(TUGAS A) Ketik ulang bagian dari catatan perjalanan pulang kampung di bawah ini, mulai dari "Cerita Pulang kampung" sampai dengan "pada tahun 1987.".

(KUTIPAN SUMBER)
..............................
Header Ads

Cerpul 04

بِسْــــــــــــــــــمِ اﷲِالرَّحْمَنِ اارَّحِيم
السلام عليكم 

Serumpun bambu, tumbuh subur diatas tanah warisan
Ibunda Nafisyah binti Wakif

Cerita Pulang kampung ke 4 maksudnya sejak penulis menjadi perantau dan tinggal diperantauan Provinsi Lampung, penulis melakukan perjalanan pulang kampung ke desa Baru Lubai di Kecamatan Prabumulih Kabupaten Muara Enim Provinsi Sumatera Selatan, pada kesempatan ini merupakan yang ke-empat.

Setelah tujuh belas tahun lamanya penulis mengikuti orangtua pergi merantau. Keluarga besar penulis saat ini berdomisili di Jalan Wibisono Nomor : 47 Tanjungkarang Kota Bandar Lampung Provinsi Lampung, penulis dan Ayahanda pulang kampung. 
 
Tujuan perjalanan pulang kampung :
Adapun tujuan pulang kampung ke-empat ini adalah mengurusi tanah lahan pertanian di Dataran Bukit Jehing, Desa Jiwa Baru Kecamatan Lubai Kabupaten Muara Enim Provinsi Sumatera Selatan.

Catatan perjalanan ini merupakan sekelumit cerita, penulis melakukan aktivitas selama melakukan perjalanan pulang kampung pada tahun 1987.

Tanggal 21 September 1987, Hari Senin

Rute pertama : Tanjung karang - Prabumulih

Berangkat pulang kampung...! Penulis dan Ayahanda berangkat pukul 09.00 WIB dari Stasiun Tanjungkarang menuju Stasiun Prabumulih. Kami berangkat naik Kereta api Fajar kelas Bisnis. Stasiun demi stasiun dilewati penulis coba untuk menghapal nama-namanya. 

Nama stasiun yang masih ingat yaitu : 
  • Stasiun Rajabasa, 
  • Stasiun Natar, 
  • Stasiun Kotabumi, 
  • Stasiun Blambangan Umpu, 
  • Stasiun Martapura, 
  • Stasiun Baturaja, 
  • Stasiun Peninjauan, 
  • Stasiun Pagar Gunung, 
  • Stasiun Tanjung Rambang, 
  • Stasiun Prabumulih.
..............................
(Entri penunjuk objek bernama)

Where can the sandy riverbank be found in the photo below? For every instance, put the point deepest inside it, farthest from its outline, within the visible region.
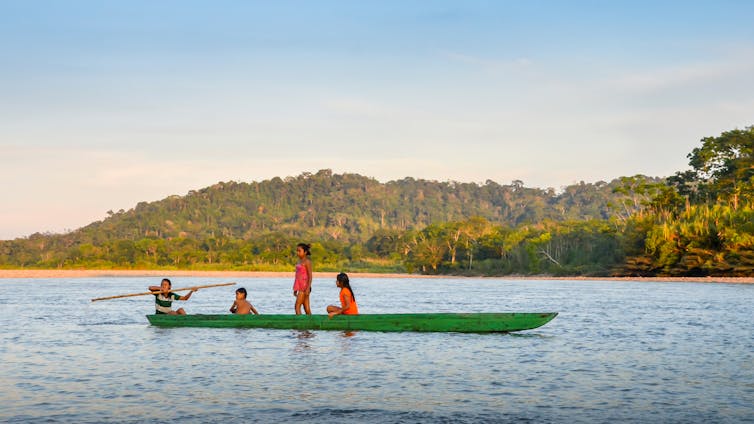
(68, 273)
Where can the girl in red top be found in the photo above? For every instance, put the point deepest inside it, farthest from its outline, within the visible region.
(302, 283)
(347, 298)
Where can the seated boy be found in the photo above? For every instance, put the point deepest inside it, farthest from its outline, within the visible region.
(164, 299)
(242, 306)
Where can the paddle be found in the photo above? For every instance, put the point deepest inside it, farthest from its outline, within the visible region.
(157, 292)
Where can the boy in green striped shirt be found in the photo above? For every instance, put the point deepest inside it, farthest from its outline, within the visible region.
(164, 299)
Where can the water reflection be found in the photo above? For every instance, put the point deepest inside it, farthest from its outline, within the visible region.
(303, 340)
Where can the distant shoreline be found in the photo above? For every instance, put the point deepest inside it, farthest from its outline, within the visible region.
(74, 273)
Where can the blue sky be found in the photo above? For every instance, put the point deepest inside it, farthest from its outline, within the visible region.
(106, 104)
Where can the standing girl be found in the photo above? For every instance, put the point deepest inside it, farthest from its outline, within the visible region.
(347, 299)
(302, 284)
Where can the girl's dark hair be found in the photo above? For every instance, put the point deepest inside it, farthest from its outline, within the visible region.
(307, 248)
(342, 278)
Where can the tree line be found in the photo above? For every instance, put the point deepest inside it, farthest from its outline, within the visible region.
(696, 222)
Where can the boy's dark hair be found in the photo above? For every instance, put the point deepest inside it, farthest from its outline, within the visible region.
(343, 280)
(307, 248)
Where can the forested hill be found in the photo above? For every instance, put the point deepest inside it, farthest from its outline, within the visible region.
(350, 207)
(696, 222)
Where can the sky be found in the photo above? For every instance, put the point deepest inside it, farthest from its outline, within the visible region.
(104, 104)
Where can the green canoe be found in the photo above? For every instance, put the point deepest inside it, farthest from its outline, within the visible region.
(443, 322)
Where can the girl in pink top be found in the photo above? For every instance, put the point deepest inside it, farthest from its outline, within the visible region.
(302, 284)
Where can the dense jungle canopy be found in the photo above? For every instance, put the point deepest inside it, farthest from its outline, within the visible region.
(697, 222)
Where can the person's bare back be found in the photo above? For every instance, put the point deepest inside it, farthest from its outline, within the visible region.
(241, 306)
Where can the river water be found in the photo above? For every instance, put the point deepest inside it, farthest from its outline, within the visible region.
(619, 351)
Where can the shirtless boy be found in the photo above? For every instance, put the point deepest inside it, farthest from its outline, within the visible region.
(242, 306)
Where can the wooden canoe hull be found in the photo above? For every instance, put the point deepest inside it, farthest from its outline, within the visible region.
(437, 322)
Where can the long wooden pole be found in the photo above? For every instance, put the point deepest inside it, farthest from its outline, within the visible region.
(157, 292)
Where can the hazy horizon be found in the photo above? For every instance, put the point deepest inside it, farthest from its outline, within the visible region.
(106, 104)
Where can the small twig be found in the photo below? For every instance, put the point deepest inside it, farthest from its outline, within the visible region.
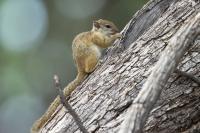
(67, 105)
(188, 75)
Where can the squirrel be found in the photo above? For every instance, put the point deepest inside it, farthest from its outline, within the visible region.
(86, 53)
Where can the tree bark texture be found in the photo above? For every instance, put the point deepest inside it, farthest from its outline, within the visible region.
(103, 99)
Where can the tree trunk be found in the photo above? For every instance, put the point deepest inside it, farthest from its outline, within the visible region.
(103, 99)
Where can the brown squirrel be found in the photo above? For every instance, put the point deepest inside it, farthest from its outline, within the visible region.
(86, 53)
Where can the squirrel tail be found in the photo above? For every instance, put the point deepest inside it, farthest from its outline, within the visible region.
(52, 108)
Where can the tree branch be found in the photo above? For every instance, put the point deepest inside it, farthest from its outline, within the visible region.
(151, 90)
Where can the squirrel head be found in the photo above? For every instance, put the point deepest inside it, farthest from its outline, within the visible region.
(105, 27)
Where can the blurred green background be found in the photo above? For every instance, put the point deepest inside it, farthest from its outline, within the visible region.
(35, 44)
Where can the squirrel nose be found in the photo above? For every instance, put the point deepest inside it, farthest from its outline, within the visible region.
(96, 24)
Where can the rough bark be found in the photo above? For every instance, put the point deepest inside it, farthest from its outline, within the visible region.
(103, 98)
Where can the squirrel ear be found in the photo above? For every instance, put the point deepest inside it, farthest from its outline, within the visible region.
(96, 24)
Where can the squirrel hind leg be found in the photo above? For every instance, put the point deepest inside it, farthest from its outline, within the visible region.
(90, 63)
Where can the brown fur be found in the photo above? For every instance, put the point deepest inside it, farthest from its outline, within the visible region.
(86, 54)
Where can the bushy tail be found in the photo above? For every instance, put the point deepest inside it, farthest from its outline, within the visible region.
(52, 108)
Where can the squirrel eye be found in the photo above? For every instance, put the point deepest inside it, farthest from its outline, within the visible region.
(107, 26)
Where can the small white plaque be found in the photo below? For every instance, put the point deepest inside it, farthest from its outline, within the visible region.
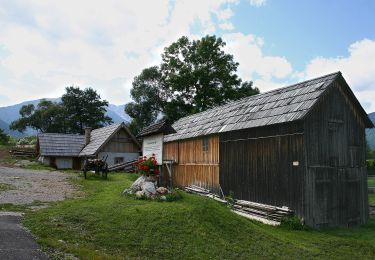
(153, 145)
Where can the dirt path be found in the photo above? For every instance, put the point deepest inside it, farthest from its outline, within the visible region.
(27, 186)
(15, 241)
(22, 187)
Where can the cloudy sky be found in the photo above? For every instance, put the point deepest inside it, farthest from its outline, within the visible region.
(48, 45)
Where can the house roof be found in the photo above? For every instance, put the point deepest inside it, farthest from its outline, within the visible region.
(159, 127)
(100, 136)
(60, 144)
(281, 105)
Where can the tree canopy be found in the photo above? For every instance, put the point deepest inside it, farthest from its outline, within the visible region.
(78, 109)
(4, 138)
(192, 77)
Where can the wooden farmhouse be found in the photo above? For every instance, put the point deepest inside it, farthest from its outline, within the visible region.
(115, 143)
(302, 146)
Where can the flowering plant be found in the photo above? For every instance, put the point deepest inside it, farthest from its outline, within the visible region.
(147, 166)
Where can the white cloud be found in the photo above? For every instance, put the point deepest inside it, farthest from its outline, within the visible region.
(226, 26)
(93, 43)
(257, 2)
(358, 68)
(247, 51)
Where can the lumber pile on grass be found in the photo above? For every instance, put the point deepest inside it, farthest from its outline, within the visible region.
(267, 214)
(203, 192)
(126, 166)
(17, 152)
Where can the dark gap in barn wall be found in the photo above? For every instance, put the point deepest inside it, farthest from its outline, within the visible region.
(336, 178)
(257, 164)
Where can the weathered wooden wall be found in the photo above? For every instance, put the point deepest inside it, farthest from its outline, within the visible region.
(121, 142)
(257, 165)
(336, 177)
(194, 166)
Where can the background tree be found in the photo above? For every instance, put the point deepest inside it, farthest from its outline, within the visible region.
(84, 108)
(47, 117)
(148, 95)
(78, 109)
(193, 76)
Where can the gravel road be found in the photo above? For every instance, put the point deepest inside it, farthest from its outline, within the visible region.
(28, 186)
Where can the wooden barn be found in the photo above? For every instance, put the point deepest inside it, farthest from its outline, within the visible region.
(302, 146)
(65, 151)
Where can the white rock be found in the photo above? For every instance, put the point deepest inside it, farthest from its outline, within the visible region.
(162, 190)
(149, 188)
(139, 194)
(137, 185)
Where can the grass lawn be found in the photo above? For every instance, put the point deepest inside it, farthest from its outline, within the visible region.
(106, 225)
(371, 181)
(371, 199)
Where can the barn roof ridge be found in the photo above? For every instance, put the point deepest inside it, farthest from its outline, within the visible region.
(337, 73)
(286, 104)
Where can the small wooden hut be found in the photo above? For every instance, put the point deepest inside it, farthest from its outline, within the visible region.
(302, 146)
(114, 142)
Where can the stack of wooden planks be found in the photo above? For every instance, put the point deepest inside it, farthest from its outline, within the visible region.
(267, 214)
(17, 152)
(203, 192)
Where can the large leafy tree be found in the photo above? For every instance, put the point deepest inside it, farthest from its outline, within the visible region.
(84, 108)
(48, 116)
(78, 109)
(193, 76)
(4, 138)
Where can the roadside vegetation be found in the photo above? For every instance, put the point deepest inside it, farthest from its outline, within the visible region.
(106, 225)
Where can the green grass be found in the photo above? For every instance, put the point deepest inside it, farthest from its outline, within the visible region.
(6, 186)
(106, 225)
(371, 199)
(38, 166)
(371, 181)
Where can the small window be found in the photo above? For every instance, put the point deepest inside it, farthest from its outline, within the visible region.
(119, 160)
(205, 144)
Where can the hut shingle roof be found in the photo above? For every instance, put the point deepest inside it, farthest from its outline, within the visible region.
(52, 144)
(277, 106)
(159, 127)
(101, 136)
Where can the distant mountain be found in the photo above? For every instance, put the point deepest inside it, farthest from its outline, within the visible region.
(4, 126)
(370, 133)
(9, 114)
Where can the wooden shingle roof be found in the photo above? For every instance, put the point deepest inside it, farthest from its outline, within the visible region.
(156, 128)
(274, 107)
(100, 136)
(60, 144)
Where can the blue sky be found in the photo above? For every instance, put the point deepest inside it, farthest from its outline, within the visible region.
(302, 30)
(45, 46)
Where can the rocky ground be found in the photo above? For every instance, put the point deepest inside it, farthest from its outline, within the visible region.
(28, 186)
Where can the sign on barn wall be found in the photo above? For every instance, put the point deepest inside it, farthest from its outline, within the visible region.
(153, 145)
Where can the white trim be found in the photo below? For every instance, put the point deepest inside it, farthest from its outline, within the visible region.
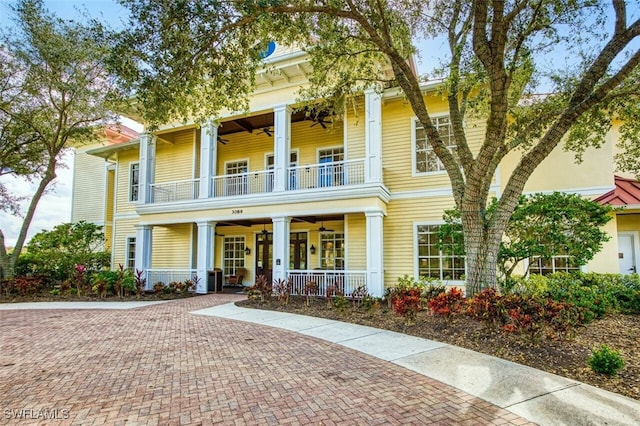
(636, 248)
(414, 121)
(128, 237)
(255, 200)
(415, 253)
(129, 184)
(125, 216)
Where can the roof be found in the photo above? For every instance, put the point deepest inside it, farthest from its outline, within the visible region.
(625, 193)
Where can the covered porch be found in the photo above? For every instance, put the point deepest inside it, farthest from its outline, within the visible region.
(316, 253)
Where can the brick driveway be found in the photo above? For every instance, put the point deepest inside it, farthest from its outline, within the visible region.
(160, 365)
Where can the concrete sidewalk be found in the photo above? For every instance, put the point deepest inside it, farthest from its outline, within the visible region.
(541, 397)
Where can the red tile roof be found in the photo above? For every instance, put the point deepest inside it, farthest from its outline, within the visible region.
(626, 193)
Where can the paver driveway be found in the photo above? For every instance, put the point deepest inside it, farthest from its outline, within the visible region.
(161, 365)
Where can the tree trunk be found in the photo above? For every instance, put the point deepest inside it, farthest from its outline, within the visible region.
(8, 261)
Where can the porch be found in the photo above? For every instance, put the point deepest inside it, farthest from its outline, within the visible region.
(313, 282)
(319, 176)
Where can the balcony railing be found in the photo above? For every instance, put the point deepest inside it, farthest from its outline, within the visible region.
(316, 282)
(243, 183)
(324, 175)
(180, 190)
(311, 176)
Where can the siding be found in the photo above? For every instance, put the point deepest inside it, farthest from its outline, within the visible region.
(175, 161)
(123, 205)
(171, 246)
(88, 188)
(356, 243)
(399, 253)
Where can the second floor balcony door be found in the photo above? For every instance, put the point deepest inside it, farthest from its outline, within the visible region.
(237, 177)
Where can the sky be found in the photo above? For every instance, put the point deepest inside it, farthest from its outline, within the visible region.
(55, 206)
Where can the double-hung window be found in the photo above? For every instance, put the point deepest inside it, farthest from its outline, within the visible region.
(426, 160)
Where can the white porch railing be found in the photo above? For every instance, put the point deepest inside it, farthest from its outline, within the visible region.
(167, 276)
(180, 190)
(346, 281)
(243, 183)
(324, 175)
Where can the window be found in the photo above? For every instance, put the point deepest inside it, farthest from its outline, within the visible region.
(426, 159)
(437, 260)
(560, 263)
(237, 177)
(330, 174)
(293, 161)
(233, 254)
(134, 181)
(130, 261)
(332, 254)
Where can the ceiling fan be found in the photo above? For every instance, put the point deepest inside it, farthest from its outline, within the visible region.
(323, 229)
(320, 118)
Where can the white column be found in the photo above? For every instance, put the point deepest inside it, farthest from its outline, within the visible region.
(147, 167)
(373, 136)
(375, 254)
(208, 158)
(206, 249)
(281, 146)
(281, 227)
(143, 251)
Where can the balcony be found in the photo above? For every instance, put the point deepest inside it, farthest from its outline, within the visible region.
(308, 177)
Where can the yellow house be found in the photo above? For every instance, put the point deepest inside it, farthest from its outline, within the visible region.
(353, 202)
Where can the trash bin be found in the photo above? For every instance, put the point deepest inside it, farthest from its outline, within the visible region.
(214, 280)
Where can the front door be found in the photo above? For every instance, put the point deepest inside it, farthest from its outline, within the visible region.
(626, 253)
(264, 254)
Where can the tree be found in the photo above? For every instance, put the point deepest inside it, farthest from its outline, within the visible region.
(55, 93)
(179, 53)
(543, 225)
(55, 253)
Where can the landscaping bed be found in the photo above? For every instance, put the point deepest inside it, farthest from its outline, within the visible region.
(566, 356)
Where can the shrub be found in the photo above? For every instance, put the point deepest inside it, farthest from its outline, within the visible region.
(340, 304)
(262, 287)
(606, 361)
(449, 303)
(282, 289)
(486, 307)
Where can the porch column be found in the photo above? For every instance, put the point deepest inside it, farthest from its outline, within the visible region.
(208, 158)
(206, 249)
(375, 253)
(281, 146)
(373, 136)
(281, 227)
(147, 167)
(143, 251)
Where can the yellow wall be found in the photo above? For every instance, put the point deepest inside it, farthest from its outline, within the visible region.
(175, 161)
(171, 246)
(356, 241)
(399, 243)
(125, 158)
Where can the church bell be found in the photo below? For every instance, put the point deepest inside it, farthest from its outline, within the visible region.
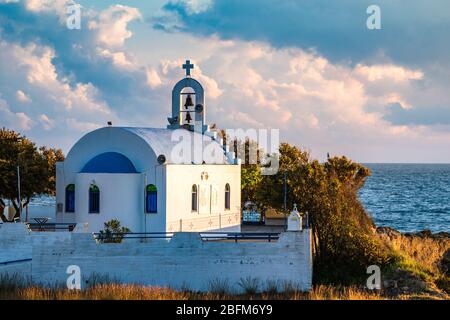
(188, 117)
(188, 102)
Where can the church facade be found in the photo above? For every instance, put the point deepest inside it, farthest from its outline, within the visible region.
(179, 178)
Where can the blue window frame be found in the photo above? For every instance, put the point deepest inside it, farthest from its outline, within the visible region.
(194, 200)
(70, 198)
(151, 199)
(227, 197)
(94, 199)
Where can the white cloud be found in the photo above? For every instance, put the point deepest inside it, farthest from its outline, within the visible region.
(153, 79)
(14, 120)
(388, 71)
(112, 23)
(46, 122)
(22, 97)
(82, 126)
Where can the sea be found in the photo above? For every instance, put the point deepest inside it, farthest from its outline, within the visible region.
(406, 197)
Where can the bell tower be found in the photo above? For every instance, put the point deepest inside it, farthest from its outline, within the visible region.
(188, 103)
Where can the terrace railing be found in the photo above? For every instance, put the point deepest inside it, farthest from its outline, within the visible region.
(49, 227)
(205, 236)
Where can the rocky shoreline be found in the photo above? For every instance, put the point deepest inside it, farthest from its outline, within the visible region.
(426, 265)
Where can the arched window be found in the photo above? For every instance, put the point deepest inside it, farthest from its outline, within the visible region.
(151, 199)
(227, 197)
(94, 199)
(194, 198)
(70, 198)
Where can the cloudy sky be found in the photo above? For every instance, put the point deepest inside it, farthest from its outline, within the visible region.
(308, 67)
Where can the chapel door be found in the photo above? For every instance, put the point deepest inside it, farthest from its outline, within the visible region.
(204, 199)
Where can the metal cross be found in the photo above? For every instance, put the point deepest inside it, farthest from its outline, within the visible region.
(188, 66)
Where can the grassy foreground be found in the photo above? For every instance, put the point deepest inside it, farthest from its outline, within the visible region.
(136, 292)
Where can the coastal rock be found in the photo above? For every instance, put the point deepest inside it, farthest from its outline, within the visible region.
(445, 263)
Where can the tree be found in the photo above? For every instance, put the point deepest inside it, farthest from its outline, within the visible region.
(37, 169)
(344, 243)
(113, 232)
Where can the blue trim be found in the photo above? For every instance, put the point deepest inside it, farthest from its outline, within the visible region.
(109, 162)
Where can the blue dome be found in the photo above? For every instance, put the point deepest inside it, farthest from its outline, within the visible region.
(109, 162)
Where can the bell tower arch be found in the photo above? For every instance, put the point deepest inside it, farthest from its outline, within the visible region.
(185, 113)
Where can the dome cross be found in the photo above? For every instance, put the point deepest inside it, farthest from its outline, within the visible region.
(188, 66)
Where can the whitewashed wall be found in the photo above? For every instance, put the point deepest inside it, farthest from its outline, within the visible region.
(212, 215)
(120, 198)
(184, 261)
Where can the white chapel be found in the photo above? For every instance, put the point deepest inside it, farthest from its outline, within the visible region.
(179, 178)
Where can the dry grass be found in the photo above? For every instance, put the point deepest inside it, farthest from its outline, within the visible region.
(136, 292)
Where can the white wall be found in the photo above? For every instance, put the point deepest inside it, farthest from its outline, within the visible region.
(184, 261)
(120, 198)
(181, 178)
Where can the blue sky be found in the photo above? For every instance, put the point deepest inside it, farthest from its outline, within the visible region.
(310, 68)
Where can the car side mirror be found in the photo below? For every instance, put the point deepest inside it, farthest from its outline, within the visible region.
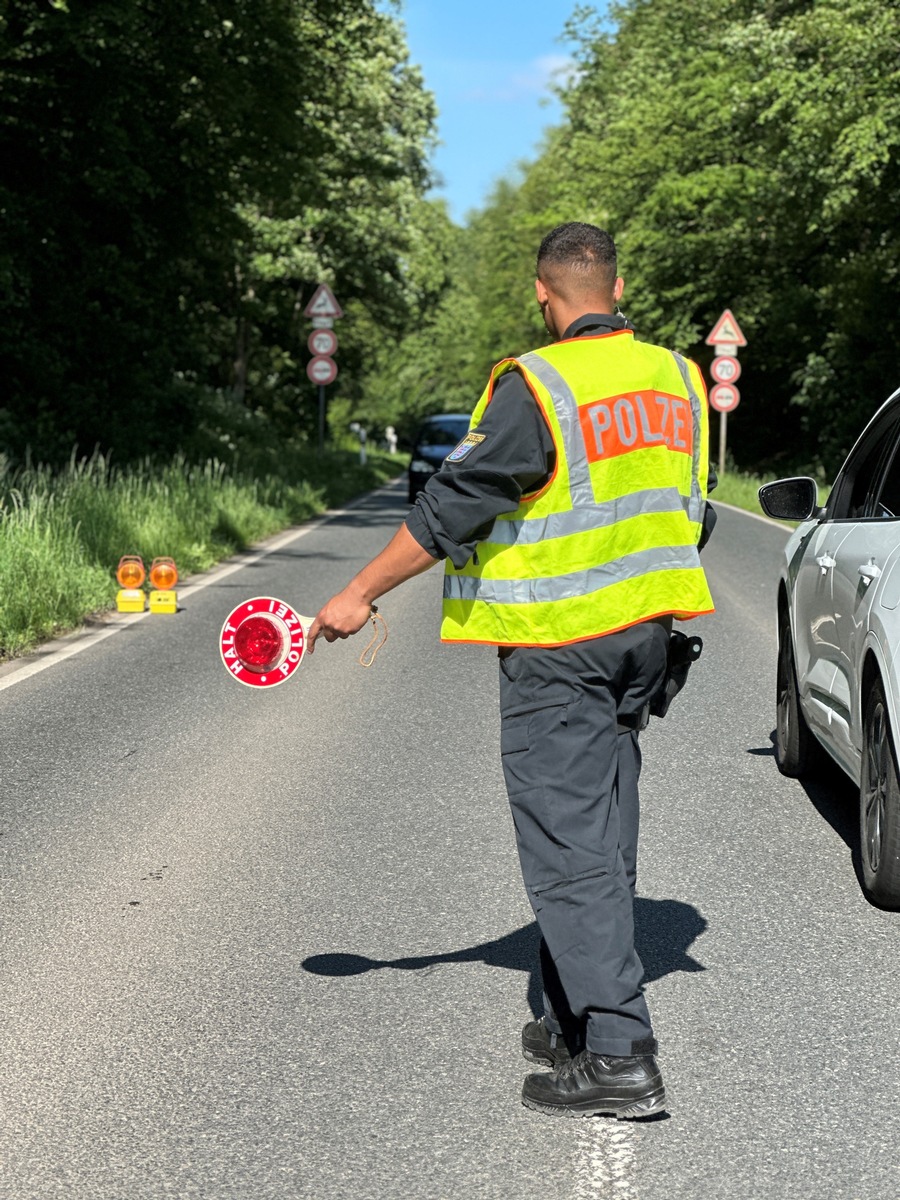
(790, 499)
..............................
(TUGAS B) Kumpulkan setiap baris di atas yang memuat kata "bell". Huruf besar dan huruf kecil dibedakan.

(HASIL TUGAS A)
Cerita Pulang kampung ke 4 maksudnya sejak penulis menjadi perantau dan tinggal diperantauan Provinsi Lampung, penulis melakukan perjalanan pulang kampung ke desa Baru Lubai di Kecamatan Prabumulih Kabupaten Muara Enim Provinsi Sumatera Selatan, pada kesempatan ini merupakan yang ke-empat.

Setelah tujuh belas tahun lamanya penulis mengikuti orangtua pergi merantau. Keluarga besar penulis saat ini berdomisili di Jalan Wibisono Nomor : 47 Tanjungkarang Kota Bandar Lampung Provinsi Lampung, penulis dan Ayahanda pulang kampung. 
 
Tujuan perjalanan pulang kampung :
Adapun tujuan pulang kampung ke-empat ini adalah mengurusi tanah lahan pertanian di Dataran Bukit Jehing, Desa Jiwa Baru Kecamatan Lubai Kabupaten Muara Enim Provinsi Sumatera Selatan.

Catatan perjalanan ini merupakan sekelumit cerita, penulis melakukan aktivitas selama melakukan perjalanan pulang kampung pada tahun 1987.

(HASIL TUGAS B)
Where can the church bell be found in the photo below? For every instance, put the point deepest inside it, farthest from its outline, within the visible region.
Where can the bell tower be found in the photo above? For every instance, put the point deepest inside it, farthest from its outline, within the visible region.
Where can the bell tower arch be found in the photo above? For every instance, put the point deepest inside it, farthest from its outline, within the visible region.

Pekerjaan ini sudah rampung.